WHAT THE TASK REQUIRES: Count the lines in the rows below that contain the word "wooden". Reply with the number only.

— Start —

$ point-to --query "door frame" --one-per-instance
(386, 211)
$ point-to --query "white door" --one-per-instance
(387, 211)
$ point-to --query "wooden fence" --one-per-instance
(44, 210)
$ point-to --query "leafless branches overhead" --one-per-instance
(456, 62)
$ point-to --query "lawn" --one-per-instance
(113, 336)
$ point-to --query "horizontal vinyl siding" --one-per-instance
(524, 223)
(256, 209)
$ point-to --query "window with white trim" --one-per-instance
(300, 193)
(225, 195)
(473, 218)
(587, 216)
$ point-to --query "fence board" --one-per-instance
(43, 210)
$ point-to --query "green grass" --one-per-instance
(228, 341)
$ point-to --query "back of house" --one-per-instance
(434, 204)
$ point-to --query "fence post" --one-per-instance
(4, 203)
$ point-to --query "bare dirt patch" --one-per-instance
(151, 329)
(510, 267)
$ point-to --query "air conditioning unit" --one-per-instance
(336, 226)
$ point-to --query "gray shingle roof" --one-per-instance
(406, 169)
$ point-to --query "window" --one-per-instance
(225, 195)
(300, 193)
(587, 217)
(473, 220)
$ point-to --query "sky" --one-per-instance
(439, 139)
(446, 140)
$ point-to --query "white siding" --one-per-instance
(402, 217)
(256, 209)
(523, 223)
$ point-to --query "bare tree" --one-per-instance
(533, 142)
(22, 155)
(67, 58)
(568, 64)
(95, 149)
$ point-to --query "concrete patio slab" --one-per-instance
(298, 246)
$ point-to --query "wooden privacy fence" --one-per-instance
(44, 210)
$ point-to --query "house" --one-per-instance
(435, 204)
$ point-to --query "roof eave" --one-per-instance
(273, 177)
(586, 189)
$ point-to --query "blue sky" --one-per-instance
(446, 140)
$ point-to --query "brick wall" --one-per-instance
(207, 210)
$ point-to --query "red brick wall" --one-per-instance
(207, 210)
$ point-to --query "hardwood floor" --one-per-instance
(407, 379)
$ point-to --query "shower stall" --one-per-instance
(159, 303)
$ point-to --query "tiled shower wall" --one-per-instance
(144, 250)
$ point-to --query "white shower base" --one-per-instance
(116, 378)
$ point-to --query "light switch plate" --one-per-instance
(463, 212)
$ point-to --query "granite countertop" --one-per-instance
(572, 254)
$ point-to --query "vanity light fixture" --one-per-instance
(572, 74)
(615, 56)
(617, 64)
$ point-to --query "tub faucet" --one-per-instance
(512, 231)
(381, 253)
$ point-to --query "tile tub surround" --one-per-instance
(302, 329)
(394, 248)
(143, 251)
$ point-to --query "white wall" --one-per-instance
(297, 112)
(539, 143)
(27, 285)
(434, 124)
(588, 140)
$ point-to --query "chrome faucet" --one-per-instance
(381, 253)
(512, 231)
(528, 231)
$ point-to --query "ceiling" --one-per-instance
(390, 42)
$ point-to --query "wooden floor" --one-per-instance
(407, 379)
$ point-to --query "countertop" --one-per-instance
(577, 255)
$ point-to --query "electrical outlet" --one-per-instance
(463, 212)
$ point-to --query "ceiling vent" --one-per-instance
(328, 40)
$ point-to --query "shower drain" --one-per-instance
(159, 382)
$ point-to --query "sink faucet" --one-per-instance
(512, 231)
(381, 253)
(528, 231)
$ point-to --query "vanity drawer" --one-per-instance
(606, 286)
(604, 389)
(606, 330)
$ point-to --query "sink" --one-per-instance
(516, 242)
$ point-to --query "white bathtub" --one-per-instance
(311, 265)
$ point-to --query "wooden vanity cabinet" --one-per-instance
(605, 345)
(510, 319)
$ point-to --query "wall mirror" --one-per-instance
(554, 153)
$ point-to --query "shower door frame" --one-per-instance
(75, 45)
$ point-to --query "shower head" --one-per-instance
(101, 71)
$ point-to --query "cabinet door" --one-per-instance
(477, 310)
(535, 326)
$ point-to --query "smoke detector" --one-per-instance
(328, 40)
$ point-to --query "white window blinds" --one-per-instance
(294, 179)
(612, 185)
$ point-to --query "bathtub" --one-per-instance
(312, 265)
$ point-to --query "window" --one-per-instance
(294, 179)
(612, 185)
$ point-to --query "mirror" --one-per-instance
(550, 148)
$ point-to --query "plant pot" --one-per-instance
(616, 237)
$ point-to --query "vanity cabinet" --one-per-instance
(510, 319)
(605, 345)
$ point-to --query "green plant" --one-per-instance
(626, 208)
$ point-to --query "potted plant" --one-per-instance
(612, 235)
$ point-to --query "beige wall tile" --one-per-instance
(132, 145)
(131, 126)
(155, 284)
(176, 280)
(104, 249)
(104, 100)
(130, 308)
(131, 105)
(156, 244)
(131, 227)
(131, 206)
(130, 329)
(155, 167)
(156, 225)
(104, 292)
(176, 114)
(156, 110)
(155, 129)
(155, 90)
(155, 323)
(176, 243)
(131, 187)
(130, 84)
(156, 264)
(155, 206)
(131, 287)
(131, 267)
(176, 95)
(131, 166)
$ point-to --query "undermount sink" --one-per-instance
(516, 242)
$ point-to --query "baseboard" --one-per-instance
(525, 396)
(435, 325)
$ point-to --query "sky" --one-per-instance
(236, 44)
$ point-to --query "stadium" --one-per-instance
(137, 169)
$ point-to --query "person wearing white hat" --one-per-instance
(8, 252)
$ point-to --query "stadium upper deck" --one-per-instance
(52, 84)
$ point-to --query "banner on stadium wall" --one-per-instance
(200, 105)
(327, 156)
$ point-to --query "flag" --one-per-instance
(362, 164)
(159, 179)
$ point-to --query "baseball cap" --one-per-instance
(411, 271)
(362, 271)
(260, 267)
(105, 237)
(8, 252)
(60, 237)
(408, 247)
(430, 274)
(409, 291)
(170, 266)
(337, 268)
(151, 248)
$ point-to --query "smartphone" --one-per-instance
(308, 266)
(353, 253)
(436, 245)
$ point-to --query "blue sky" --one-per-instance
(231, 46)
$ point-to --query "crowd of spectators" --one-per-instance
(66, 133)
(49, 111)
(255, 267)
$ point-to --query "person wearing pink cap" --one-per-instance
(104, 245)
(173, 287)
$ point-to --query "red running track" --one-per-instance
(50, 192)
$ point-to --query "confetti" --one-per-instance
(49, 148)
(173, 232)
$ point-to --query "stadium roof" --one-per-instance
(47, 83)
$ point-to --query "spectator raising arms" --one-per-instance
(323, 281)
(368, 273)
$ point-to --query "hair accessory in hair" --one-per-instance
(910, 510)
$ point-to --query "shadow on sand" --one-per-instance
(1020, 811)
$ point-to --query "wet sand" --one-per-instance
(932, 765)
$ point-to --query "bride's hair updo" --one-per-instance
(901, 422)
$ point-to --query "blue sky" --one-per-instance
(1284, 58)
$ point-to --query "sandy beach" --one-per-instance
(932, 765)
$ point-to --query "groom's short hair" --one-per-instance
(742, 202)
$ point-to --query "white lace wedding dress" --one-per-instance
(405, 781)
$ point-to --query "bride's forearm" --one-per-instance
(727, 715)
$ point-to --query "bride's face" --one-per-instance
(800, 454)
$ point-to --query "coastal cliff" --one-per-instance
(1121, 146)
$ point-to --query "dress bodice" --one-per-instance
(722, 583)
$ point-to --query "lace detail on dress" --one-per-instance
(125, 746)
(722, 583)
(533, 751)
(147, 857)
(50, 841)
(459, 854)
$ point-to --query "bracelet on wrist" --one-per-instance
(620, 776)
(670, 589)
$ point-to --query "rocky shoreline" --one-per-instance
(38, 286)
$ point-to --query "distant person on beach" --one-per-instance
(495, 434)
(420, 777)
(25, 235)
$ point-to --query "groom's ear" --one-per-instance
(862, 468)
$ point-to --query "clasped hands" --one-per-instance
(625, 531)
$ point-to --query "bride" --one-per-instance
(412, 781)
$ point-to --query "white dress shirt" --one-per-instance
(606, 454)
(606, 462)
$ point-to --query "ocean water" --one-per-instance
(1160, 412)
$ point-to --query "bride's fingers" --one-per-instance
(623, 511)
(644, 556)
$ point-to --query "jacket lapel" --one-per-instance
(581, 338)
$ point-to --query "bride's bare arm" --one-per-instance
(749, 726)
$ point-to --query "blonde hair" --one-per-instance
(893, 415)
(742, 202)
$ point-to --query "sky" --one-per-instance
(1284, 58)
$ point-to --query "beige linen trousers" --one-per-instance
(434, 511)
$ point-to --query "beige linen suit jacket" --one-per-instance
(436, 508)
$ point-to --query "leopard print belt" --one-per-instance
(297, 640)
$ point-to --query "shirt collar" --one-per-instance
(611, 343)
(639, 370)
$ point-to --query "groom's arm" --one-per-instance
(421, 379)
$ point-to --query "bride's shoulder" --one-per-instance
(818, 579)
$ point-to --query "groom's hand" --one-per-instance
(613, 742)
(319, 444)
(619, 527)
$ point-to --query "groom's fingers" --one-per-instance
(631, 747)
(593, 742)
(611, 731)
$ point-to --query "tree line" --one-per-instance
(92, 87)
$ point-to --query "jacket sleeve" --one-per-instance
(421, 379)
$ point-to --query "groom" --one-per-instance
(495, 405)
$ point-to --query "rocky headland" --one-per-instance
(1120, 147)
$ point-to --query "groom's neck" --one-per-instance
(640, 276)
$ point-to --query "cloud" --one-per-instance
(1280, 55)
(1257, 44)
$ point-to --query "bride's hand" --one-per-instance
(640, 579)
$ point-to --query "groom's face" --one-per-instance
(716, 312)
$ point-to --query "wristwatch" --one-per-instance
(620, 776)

— End —

RESULT OF THE EXERCISE: 4